THE TASK: Revise the records below by changing every "Tag" to "Mark" and keeping everything else the same. Leave the pictures out of your answer.

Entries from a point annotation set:
++++++++++

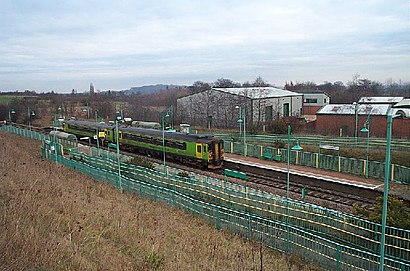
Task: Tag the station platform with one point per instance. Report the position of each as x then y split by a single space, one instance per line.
329 176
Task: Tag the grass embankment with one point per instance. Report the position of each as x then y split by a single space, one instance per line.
57 219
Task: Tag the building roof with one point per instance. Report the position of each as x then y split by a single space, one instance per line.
405 103
349 109
259 92
380 100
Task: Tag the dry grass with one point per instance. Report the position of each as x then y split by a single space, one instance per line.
54 218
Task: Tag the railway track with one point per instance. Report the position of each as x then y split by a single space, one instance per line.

++++++++++

OUTPUT BELOW:
Task: Mark the station platform with one point per instance. Report the position of each as x then y split by a single space, one instance per line.
329 176
Task: Mark the grass embankment with one point per instance. Report the position of each as x then y split by a single space, one instance per line.
57 219
Task: Mark the building roof with one point per instance. Report the position of each as x then y split by a single space, one instance per line.
405 103
349 109
259 92
380 100
Task: Mark the dry grass with one point per instance. Report the position of each as x then y split by a single space, one instance per line.
54 218
Task: Mark the railway track with one point per instance. Report the position of each as x then y split by a single space, one instance per line.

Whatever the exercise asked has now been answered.